### [What is needed]
Each line of the material must be returned exactly.

### Supplied information

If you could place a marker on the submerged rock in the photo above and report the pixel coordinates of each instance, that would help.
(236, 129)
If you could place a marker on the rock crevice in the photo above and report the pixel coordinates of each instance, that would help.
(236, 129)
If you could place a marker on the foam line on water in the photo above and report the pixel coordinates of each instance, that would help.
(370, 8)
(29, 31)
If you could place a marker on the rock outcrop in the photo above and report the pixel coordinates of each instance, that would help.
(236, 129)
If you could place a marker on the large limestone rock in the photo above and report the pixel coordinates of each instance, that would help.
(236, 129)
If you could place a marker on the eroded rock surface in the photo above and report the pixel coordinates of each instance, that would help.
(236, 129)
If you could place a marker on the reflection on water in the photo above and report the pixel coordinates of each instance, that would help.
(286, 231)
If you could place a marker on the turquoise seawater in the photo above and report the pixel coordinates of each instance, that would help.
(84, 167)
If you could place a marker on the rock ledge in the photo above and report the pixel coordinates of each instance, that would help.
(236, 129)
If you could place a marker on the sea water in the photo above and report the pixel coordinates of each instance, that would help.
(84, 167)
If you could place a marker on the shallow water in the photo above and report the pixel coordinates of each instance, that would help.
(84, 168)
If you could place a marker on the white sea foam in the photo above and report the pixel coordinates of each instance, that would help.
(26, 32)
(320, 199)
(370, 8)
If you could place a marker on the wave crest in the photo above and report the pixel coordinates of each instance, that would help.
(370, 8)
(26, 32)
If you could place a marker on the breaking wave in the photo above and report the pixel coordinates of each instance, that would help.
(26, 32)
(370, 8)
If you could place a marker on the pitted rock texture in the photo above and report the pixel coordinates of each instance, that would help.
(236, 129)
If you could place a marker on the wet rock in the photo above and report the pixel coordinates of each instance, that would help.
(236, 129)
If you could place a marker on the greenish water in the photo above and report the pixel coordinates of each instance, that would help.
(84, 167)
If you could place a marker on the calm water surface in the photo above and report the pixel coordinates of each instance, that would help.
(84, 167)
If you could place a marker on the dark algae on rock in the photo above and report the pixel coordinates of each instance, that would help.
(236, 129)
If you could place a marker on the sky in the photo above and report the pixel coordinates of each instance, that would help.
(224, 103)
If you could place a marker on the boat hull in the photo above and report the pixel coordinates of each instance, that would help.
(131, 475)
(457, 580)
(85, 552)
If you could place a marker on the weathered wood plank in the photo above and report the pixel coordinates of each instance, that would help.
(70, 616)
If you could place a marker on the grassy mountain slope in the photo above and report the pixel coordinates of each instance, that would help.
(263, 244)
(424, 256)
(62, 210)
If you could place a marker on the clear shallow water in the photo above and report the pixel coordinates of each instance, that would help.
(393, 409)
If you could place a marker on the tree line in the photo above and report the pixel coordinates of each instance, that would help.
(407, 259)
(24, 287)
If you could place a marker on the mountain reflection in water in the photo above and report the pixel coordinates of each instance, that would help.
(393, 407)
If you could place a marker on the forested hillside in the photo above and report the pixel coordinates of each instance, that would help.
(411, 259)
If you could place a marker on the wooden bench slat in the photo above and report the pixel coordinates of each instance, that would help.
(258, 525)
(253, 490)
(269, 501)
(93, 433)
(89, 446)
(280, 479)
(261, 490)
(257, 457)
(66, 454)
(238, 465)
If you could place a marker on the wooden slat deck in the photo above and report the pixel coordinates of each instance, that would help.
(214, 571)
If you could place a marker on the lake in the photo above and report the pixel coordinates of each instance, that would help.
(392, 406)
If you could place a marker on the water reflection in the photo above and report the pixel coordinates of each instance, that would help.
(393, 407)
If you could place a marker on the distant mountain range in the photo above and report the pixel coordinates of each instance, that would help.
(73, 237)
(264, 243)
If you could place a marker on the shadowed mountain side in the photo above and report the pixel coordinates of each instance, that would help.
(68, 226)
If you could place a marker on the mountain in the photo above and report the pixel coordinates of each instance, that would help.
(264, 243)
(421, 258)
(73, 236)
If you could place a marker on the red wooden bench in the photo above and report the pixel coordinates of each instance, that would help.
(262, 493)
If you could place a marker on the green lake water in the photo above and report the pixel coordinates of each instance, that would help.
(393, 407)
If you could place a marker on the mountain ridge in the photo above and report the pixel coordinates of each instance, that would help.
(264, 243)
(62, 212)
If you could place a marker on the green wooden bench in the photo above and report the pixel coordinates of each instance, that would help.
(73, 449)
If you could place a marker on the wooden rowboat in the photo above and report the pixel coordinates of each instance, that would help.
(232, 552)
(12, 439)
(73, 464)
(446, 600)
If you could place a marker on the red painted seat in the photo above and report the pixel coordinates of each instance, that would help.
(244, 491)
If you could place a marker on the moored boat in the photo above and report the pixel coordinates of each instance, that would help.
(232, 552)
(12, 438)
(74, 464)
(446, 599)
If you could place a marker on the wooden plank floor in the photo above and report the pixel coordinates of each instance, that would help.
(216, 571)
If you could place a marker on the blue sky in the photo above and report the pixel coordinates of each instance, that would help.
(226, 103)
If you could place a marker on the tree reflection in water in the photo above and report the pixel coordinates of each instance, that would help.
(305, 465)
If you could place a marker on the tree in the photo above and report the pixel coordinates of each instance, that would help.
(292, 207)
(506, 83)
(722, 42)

######

### [The output]
If you could place a marker on the submerged rock in the photo above and report the pixel coordinates of each instance, that would help.
(236, 129)
If you could place a marker on the rock crevice in the photo above and report the pixel coordinates of each instance, that would help.
(236, 129)
If you could place a marker on the foam line on water in the photo above and report the pixel coordinates of each instance, that would help.
(370, 8)
(29, 31)
If you could place a marker on the rock outcrop in the photo above and report the pixel coordinates of each instance, that would help.
(236, 129)
If you could place a marker on the large limestone rock in the photo above and report the pixel coordinates of each instance, that would help.
(236, 129)
If you could place a marker on the eroded rock surface in the photo above and report the pixel coordinates of each instance, that would help.
(236, 129)
If you could place a marker on the reflection on water in the photo above and report the pixel coordinates of each instance, that would help.
(286, 231)
If you could place a marker on the turquoise seawater in the photo above and report the pixel coordinates of each instance, that would help.
(84, 167)
If you could place a marker on the rock ledge in the photo above and report the pixel coordinates of each instance, that would help.
(236, 129)
If you could place a marker on the sea water in the photo above and report the pixel coordinates of each instance, that would help.
(84, 167)
If you could place a marker on the shallow water in the photo above and report the pixel coordinates of each instance, that would help.
(84, 168)
If you could place a marker on the white sea foam in the photo above and report the pixel coordinates of each instance, that would help.
(26, 32)
(320, 199)
(370, 8)
If you could place a marker on the wave crest in the photo above and report the pixel coordinates of each instance, that would help.
(370, 8)
(26, 32)
If you could place a marker on the breaking wave in the photo above and report the pixel coordinates of each instance, that would help.
(26, 32)
(370, 8)
If you could place a marker on the pitted rock texture in the photo above and report the pixel coordinates of each instance, that would help.
(236, 129)
If you could place a marker on the wet rock in the photo above and report the pixel coordinates of each instance, that would help.
(236, 129)
If you could place a marker on the greenish water in the photo above and report the pixel coordinates of each instance, that would help.
(84, 167)
If you could place a marker on the calm water surface in the photo above and report the pixel coordinates of each instance, that would help.
(84, 167)
If you could place a marker on the dark algae on rock in the photo above and report the pixel coordinates of each instance, that would help.
(236, 129)
If you could place a marker on the sky in the photo above and report the pixel coordinates of each instance, that would help.
(224, 103)
If you could place a marker on the boat hull in the photo above and report the pixel coordinates of each instance, that would help.
(131, 475)
(457, 580)
(85, 552)
If you could place a marker on the weathered wood plank in the photo above and report the pixel coordinates of each instance, that would help.
(70, 616)
If you could place a marker on the grassy mountain slope in the photo above and report the pixel coordinates of each instance, that would help.
(263, 244)
(424, 256)
(62, 210)
If you could place a marker on the clear shallow water in the photo above and report the pixel coordinates of each instance, that would help.
(393, 409)
If you could place a marker on the tree line in the photo above and report the pixel coordinates of each instance, that would help.
(407, 259)
(24, 287)
If you could place a marker on the mountain reflection in water in the photo above and report the pixel coordinates of each instance, that would help.
(393, 407)
If you could place a marker on the forested hillside in the photo above and report the pixel coordinates of each instance, that would help.
(411, 259)
If you could place a marker on the wooden bench slat in the photo above and report the pixel coordinates of each instance, that would help.
(258, 525)
(253, 490)
(269, 501)
(93, 433)
(89, 446)
(280, 479)
(261, 490)
(257, 457)
(66, 454)
(238, 465)
If you could place a marker on the wooden slat deck in the photo above and report the pixel coordinates of each instance, that would help.
(214, 571)
If you could place a marker on the lake in the photo above and report the pixel coordinates of each instance, that would help.
(392, 406)
If you could place a marker on the water reflection in the photo above and report the pixel coordinates of each instance, that would help.
(393, 407)
If you could place a marker on the distant mountain range in the photo above and report the pixel coordinates of each instance, that would help.
(73, 237)
(264, 243)
If you could place a marker on the shadowed mountain side in the photo above and report the pixel coordinates of each instance, that would help.
(68, 226)
If you could place a marker on the mountain in the photo above and report the pixel coordinates of each instance, that would help.
(264, 243)
(421, 258)
(73, 236)
If you could place a marker on the red wooden bench in the photo above and report the pixel coordinates of each instance, that would help.
(262, 493)
If you could place a marker on the green lake water in the photo above and report the pixel coordinates of each instance, that would help.
(393, 407)
If you could place a marker on the mountain ridge in the photo above and report the pixel coordinates of each instance, that would help.
(264, 243)
(62, 212)
If you could place a marker on the green wooden bench in the photo above and report the pixel coordinates of each instance, that would help.
(73, 449)
If you could place a marker on the wooden rowboat in the photo above and report the pixel coordinates of each instance, that would help.
(232, 552)
(12, 439)
(73, 464)
(446, 600)
If you could place a marker on the red painted seat in the photo above and report the pixel coordinates of each instance, that would help.
(244, 491)
If you could place a marker on the moored boat in the photo above and report the pixel coordinates of each instance, that would help.
(232, 552)
(12, 438)
(74, 464)
(446, 599)
If you could place a marker on the wooden plank floor in the photo above and report the pixel coordinates of each instance, that would help.
(216, 571)
If you could place a marker on the blue sky in the photo above and report the pixel coordinates of each instance, that would help.
(226, 103)
If you could place a marker on the tree reflection in water in the photo above and report the pixel coordinates of each instance, that would help.
(305, 465)
If you could place a marker on the tree in the photo above and report the pixel coordinates of each instance, that would help.
(292, 207)
(506, 83)
(722, 42)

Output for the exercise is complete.